*SOURCE MATERIAL*.

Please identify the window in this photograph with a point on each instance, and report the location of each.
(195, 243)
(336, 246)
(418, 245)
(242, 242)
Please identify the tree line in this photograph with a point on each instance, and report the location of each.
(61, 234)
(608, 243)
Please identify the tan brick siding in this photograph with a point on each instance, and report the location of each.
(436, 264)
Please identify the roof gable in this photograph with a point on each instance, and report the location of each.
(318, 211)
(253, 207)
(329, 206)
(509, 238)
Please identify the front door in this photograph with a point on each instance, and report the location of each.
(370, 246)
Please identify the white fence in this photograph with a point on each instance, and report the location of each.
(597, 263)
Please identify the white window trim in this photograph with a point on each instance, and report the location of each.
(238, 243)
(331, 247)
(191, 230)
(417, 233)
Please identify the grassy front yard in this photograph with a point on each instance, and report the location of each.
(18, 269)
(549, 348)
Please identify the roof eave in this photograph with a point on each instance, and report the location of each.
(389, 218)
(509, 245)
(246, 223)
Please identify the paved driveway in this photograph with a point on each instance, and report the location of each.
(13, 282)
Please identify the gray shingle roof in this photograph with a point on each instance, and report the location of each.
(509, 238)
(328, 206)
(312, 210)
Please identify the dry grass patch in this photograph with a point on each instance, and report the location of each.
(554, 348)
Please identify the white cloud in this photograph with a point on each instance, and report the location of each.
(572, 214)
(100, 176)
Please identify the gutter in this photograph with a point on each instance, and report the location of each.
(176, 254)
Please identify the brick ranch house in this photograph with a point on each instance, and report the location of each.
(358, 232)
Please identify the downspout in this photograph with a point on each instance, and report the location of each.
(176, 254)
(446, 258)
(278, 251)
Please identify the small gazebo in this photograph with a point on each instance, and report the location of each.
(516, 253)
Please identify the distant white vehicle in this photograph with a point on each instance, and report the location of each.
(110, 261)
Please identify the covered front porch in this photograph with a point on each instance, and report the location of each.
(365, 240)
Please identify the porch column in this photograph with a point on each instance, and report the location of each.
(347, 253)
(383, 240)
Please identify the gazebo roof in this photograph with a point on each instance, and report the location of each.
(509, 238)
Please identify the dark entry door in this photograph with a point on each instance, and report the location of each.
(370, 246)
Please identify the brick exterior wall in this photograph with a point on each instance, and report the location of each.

*WORK TO COMPLETE*. After locating the line that holds "Please identify the gray", print it and each line after it through the end of the data, exactly as it stands.

*PROBLEM SOLUTION*.
Please identify the gray shingle roof in this photograph with a point on each instance, and report the location of each.
(509, 238)
(328, 206)
(312, 210)
Please identify the dry grass patch in this photograph with a point on each instance, and report the location of each.
(554, 348)
Please identify the white cloud in this photograph with a point on each instance, and report the location of each.
(572, 214)
(100, 176)
Please identify the gutter in this photograph with a point on each instance, and report the location of each.
(176, 254)
Please identify the brick ranch house in this photograph with a point on each instance, and report the location of each.
(358, 232)
Please identify the downspout in this photograph with a point on each instance, and report the location of each.
(176, 254)
(446, 258)
(278, 251)
Please identify the small gazebo in this photograph with a point on each instance, and report the location of each.
(516, 253)
Please identify the distant white vehicle in this photograph with a point on each instance, and report the location of each.
(110, 261)
Please identify the covered front porch in this photograph with a point on each instance, and report the location of each.
(365, 240)
Please identify the porch column in this photograph with a point on each instance, and report the location of each.
(347, 253)
(383, 240)
Please identify the gazebo roof in this photograph with a point on each instance, and report the location of each.
(509, 238)
Please identify the dark entry door in this photograph with a point on each instance, and report the location of each.
(370, 246)
Please identify the brick exterior wall in this photograph with a point on each instance, and report the location of each.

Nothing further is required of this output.